* _TRECHO CITADO_

---

O Coronavirus - Covid 19 trouxe uma mudança dos valores estabelecidos pela sociedade até então. De repente o ser humano se vê privado da sua liberdade, tão cara a ele. Isolamento social, ficar em casa, higiene máxima. Evitar aglomerações.
O ficar em casa, ao invés de ser visto como algo prazeroso, pois casa simboliza abrigo, virou prisão. Olhar para a casa tem o mesmo significado de olhar para dentro de si mesmo.
O ficar em casa fez com que, inicialmente, as pessoas começassem a fazer limpezas, arrumar gavetas, cozinhar, varrer, lavar, etc. e isso passou a ser um castigo e não algo agradável.

---

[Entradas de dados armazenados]
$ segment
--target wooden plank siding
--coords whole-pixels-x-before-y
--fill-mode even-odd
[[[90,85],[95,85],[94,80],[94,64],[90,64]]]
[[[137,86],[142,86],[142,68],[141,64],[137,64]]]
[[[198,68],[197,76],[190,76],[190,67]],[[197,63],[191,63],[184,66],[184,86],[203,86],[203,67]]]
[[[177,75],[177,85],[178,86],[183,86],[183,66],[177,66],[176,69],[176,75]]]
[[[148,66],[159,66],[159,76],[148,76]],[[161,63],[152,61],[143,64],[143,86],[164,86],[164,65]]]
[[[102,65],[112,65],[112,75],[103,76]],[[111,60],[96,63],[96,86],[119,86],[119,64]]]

---

Dê continuidade ao texto sobre o isolamento em casa durante a Covid-19, começando logo após a última frase.

Todo mundo reclamava de não ter tempo, mas, porem quando algo da natureza do Covid acontece, as pessoas se perdem de si mesmas. As relações afetivas, sociais e familiares mudaram. Ter que reaprender a conviver com os membros da família, dividir espaços e tarefas ficou muito complicado. Reorganizar o mundo, entender o que está acontecendo, aceitar tantas mudanças em pouco tempo fica muito difícil para aquelas pessoas que não tinham espaços, internos e externos, para si mesmas.
2. Quem sofre mais? Crianças, adultos ou idosos. E por que?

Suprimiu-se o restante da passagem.